» Document extract:
● ● ●

On Thu, Dec 03, 2009 at 11:39:00AM -0800, Jeff Hane wrote:
> On Thu, 2009-12-03 at 09:11 -0800, David Hawkins wrote:
> > Hi Jeff,
> > 
> > >  I'm trying to get interrupts working for my PCI device on a 460ex and
> > > am having problem.  My ISR never triggers.
> > > 
> > > I'm new to PCI(and ppc) and LDD said that I could read the config reg
> > > INTURRUPT_LINE to get the interrupt assigned to my PCI device.  Well,
> > > this always reads zero. 
> > > 
> > > After reading through the code it appears that the interrupt is being
> > > assigned after reading some information out of the device tree and then
> > > filling in the irg in the pci_dev structure.  
> > > 
> > > I'm just looking for confirmation that I should be calling request_irq
> > > with the irq that I found in the pci_dev struct.
> > 
> > Can you clarify:
> > 
> > 1. 460EX is your PCI host CPU?

● ● ●

» Collected material:
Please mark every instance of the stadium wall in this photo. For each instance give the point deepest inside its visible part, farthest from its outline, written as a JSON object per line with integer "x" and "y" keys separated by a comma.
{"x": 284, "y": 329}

● ● ●

» What the exercise asks:
Continue the email thread about PCI interrupts on the 460EX, starting after its last line.

» Response to this task:
> 
> yes.  We are using a canyonlands board with 460ex.
> 
> > 
> > 2. You have some PCI device - what? Have you tested it works in a
> >     standard PCI bus? Eg. ran lspci from an x86 host.
> 
> It is a FPGA board that we are using to develop a video codec/SOC.  We
> have not connected it an x86; however, we know the the PCI interface is
> working because we can talk to the FPGA board.
> 
> > 
> > 3. When your host processor boots, it assigns the PCI resources.
> >     On an x86, its the BIOS that assigns the PCI addresses and IRQs
> >     on the PCI devices. For your 460EX, it could be your bootloader,
> >     or it could be your host OS (Linux).
> 
> We are using the vanilla versions of u-boot and linux for the
> canyonlands boards and have made few changes and definitely not to the
> PCI setup.
> 
> > 
> > 4. If you boot Linux on your 460EX and run lspci, and the device
> >     configuration space register for the IRQ line is 0, then your
> >     host has not setup the PCI interface on your device correctly.
> >
> > 5. Once you have the PCI IRQ assigned to the device correctly,
> >     you need to know which IRQ line on the host this corresponds to.
> >     I'm pretty sure that needs to be described in the DTS as
> >     commented by Stefan.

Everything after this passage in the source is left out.